— Begin Material for this task —

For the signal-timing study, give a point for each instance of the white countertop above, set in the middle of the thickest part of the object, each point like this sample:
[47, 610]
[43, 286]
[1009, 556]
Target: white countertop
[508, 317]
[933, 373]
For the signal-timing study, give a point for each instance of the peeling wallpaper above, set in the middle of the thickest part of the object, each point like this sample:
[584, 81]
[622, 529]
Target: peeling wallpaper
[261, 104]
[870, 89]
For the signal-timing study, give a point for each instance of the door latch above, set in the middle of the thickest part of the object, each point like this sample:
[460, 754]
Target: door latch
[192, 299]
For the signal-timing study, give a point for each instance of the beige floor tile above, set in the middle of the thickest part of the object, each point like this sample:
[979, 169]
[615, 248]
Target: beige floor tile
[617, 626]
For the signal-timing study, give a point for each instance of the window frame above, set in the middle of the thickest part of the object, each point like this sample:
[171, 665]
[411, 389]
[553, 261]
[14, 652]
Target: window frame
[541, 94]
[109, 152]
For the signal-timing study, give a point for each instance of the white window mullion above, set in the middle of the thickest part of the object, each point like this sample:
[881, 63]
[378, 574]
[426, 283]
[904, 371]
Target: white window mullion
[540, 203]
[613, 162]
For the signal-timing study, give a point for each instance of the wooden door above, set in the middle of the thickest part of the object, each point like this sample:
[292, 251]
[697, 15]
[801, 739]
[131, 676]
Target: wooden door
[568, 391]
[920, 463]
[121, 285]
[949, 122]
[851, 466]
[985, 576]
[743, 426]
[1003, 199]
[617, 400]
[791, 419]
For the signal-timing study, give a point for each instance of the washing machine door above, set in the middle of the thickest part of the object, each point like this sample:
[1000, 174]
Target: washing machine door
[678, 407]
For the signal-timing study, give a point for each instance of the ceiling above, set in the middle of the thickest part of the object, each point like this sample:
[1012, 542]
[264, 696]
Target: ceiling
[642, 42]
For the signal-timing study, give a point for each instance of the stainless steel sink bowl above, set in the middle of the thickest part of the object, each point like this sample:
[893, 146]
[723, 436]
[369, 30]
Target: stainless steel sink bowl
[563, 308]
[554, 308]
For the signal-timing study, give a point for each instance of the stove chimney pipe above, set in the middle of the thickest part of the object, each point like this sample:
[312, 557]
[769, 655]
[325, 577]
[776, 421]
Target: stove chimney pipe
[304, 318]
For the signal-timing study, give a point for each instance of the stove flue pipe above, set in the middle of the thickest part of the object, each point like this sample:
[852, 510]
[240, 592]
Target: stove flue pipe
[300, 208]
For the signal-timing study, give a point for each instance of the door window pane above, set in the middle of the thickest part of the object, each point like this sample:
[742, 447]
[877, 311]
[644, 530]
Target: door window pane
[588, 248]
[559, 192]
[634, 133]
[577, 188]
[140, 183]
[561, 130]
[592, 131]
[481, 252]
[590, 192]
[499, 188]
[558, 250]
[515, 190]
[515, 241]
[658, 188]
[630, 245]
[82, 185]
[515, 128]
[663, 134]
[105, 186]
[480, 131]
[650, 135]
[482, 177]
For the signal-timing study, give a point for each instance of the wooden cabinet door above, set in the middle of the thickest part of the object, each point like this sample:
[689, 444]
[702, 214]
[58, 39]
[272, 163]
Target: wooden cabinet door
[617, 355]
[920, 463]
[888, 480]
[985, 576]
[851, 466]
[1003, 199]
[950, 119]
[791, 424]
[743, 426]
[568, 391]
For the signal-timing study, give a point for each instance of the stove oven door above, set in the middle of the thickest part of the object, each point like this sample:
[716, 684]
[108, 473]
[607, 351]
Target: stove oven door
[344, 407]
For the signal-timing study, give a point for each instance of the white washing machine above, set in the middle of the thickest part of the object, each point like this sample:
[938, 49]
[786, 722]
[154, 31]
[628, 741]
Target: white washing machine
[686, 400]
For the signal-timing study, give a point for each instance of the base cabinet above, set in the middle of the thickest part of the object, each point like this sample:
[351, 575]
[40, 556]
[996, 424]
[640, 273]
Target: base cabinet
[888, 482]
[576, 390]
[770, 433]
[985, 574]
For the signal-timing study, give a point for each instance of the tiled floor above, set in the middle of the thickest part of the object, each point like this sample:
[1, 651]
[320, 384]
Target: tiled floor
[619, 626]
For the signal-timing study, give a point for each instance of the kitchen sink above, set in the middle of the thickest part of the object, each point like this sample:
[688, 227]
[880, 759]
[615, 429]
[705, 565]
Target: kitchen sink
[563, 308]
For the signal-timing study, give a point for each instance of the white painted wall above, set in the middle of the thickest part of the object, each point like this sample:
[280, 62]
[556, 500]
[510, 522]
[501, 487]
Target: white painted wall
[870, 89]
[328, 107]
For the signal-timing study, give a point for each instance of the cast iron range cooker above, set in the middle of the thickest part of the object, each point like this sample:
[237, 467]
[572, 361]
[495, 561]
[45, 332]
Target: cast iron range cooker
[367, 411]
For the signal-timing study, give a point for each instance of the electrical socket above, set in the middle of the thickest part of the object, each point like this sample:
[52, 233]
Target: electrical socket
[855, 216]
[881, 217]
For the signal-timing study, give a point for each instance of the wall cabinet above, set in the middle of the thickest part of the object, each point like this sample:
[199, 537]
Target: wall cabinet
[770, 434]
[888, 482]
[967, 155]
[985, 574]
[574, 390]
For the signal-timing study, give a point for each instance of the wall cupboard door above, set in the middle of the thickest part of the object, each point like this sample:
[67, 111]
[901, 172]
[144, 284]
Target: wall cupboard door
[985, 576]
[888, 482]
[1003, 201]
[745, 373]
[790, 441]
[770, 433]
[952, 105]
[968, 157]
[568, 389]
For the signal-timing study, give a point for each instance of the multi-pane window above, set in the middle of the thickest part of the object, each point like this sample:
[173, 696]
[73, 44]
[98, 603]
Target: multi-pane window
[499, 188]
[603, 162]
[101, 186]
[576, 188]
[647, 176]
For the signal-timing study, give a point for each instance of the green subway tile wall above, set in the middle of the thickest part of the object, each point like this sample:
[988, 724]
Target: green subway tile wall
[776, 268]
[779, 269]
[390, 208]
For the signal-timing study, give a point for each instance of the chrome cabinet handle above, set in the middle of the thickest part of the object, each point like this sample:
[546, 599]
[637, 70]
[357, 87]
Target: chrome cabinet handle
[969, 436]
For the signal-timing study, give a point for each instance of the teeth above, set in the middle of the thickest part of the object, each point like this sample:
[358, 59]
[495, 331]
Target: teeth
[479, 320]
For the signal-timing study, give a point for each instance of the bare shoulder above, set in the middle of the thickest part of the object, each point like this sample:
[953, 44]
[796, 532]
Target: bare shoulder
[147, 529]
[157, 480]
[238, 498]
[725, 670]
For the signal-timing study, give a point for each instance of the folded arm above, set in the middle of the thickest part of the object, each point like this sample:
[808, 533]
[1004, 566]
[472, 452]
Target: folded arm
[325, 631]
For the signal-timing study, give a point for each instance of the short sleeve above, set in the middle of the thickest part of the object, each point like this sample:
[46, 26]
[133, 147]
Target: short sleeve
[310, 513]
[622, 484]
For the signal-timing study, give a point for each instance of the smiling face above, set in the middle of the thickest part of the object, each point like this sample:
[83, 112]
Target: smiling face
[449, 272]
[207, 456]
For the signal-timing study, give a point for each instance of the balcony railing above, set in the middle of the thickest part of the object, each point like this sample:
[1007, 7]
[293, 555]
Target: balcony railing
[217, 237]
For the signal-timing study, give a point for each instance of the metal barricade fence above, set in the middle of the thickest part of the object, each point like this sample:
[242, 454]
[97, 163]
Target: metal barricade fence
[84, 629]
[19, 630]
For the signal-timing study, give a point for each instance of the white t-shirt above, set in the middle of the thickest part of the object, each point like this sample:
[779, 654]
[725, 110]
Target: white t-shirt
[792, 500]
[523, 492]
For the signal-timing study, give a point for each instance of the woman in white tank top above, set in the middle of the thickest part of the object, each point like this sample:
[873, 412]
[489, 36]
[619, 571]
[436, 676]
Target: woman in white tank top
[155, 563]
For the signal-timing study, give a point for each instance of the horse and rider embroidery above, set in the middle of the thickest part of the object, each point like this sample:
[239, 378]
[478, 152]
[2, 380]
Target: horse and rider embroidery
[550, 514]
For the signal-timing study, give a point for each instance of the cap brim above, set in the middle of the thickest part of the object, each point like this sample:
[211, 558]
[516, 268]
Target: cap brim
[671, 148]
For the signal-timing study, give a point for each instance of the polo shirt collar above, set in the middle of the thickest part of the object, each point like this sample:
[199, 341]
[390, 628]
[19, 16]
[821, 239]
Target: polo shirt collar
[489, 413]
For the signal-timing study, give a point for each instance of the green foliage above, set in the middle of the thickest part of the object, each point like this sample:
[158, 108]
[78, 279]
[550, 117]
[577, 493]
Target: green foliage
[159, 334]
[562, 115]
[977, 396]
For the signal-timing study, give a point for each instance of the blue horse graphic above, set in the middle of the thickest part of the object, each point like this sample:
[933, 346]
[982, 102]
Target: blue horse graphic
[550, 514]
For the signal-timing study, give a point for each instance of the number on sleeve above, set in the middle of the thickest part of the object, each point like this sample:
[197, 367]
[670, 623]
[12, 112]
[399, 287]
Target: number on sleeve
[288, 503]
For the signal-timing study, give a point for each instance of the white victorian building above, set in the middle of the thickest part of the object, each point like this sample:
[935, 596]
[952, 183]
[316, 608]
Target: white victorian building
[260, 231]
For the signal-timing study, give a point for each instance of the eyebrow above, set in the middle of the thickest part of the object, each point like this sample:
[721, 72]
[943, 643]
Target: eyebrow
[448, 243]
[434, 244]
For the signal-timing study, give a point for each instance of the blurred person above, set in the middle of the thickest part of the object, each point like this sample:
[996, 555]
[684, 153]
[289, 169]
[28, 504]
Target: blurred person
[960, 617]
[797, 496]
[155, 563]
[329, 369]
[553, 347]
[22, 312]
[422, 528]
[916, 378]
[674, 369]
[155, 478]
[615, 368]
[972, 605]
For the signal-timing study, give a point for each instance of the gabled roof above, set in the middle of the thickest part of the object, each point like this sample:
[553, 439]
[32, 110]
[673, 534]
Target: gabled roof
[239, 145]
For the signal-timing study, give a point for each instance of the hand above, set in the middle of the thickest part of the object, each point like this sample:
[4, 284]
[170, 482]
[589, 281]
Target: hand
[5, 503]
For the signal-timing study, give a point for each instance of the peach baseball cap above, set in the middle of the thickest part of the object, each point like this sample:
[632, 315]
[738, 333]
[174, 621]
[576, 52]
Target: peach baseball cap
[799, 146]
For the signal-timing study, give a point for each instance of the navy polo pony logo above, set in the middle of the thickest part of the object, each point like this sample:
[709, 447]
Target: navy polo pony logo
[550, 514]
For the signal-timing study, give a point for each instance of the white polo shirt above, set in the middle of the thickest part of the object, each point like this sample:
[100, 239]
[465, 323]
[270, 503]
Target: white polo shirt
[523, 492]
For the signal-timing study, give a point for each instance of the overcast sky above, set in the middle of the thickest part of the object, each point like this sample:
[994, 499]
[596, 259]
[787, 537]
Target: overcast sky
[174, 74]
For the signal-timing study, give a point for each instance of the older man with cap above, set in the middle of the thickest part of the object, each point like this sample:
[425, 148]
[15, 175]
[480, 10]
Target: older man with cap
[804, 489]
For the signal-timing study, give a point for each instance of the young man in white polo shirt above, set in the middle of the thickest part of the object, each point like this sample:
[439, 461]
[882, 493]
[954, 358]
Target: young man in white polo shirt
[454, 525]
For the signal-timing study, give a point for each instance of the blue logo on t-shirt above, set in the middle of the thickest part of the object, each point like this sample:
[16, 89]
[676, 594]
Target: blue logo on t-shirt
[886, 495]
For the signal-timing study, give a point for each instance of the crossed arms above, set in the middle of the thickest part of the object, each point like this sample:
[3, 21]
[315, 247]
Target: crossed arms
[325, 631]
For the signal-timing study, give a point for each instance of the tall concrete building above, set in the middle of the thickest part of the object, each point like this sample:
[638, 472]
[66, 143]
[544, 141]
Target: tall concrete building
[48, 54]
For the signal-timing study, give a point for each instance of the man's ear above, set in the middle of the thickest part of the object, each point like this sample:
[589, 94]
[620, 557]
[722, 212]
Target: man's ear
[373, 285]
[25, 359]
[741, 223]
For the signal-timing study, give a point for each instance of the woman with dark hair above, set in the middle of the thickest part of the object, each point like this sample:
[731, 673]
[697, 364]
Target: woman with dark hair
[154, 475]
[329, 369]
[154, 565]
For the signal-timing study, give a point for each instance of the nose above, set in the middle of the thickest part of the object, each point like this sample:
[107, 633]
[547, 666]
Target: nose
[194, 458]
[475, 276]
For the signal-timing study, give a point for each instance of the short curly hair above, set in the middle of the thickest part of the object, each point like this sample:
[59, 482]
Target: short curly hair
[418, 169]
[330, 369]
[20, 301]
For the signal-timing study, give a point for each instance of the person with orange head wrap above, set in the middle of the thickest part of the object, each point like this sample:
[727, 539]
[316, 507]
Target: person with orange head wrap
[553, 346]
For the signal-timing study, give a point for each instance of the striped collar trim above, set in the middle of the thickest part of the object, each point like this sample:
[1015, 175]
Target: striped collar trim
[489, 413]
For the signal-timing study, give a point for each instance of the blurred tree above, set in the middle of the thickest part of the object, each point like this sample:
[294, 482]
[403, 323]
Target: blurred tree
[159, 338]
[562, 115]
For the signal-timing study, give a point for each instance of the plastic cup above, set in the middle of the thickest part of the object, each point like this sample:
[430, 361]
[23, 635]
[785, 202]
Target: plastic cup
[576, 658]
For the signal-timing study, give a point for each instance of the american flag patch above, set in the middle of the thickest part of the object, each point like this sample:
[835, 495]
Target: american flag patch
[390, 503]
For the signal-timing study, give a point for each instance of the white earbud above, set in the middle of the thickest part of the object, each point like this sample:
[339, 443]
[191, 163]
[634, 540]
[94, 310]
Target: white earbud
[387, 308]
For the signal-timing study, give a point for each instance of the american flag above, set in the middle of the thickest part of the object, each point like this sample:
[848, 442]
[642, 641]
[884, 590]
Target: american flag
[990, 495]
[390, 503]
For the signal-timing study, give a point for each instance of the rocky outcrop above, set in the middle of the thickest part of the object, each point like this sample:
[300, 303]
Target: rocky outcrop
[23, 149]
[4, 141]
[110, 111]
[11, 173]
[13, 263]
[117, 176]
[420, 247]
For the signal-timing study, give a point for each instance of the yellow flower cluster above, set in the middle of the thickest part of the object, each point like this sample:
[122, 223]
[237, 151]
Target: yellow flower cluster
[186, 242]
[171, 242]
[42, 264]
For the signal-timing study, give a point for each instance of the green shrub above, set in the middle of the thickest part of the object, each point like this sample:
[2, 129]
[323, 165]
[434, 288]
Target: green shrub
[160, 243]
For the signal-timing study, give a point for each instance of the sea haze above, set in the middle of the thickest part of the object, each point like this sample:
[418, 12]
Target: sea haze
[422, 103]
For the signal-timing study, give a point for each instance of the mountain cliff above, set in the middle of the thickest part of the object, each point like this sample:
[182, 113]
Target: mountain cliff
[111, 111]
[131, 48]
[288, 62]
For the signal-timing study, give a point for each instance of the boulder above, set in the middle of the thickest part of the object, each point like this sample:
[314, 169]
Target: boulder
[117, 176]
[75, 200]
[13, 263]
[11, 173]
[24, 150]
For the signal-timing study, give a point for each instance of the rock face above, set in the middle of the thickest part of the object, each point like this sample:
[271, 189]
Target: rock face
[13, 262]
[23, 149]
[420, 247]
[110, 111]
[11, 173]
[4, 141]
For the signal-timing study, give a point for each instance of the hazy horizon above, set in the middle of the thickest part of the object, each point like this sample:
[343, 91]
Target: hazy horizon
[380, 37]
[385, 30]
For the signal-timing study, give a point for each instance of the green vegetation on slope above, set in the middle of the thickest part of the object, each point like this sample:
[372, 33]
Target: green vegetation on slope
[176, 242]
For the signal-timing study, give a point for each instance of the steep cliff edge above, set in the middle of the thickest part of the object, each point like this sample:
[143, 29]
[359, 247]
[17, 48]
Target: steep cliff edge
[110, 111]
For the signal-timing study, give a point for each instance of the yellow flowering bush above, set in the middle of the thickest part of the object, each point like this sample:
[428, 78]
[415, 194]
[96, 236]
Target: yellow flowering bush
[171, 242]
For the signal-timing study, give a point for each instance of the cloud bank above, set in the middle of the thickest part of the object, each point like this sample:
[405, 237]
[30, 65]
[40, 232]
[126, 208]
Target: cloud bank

— End Material for this task —

Take the lines above from the one holding "the yellow flowering" to the last and output them exactly.

* **Answer for this exercise**:
For the signal-timing study, give a point for each instance of the yellow flowering bush above, set in the middle of the thickest part of the object, each point like this sample:
[428, 78]
[415, 194]
[96, 236]
Target: yellow flowering bush
[171, 242]
For the signal-timing study, give a point for each instance of the cloud bank above, set in the middle of the thickest part of the object, each point like this sample:
[405, 237]
[30, 65]
[40, 232]
[126, 208]
Target: cloud bank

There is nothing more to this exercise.